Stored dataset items
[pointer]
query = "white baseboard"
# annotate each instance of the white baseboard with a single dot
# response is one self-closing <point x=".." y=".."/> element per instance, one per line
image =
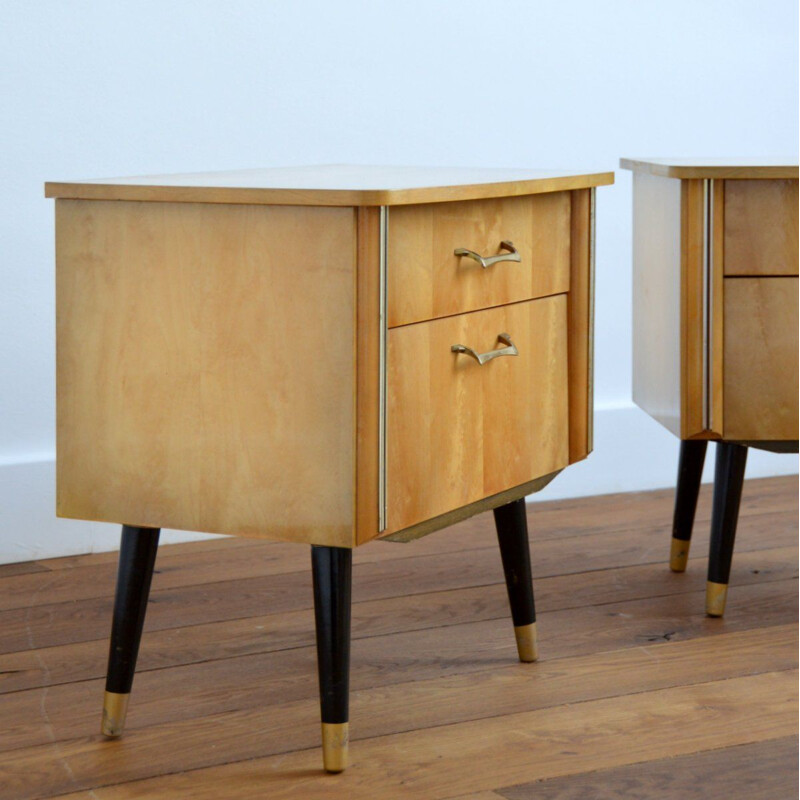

* [Instructions to follow]
For every line above that has "instance" in it, copy the line.

* [Exercise result]
# annotate each instance of the white baseboard with a single dot
# response is one self-closing <point x=".." y=".."/> element per instance, one per line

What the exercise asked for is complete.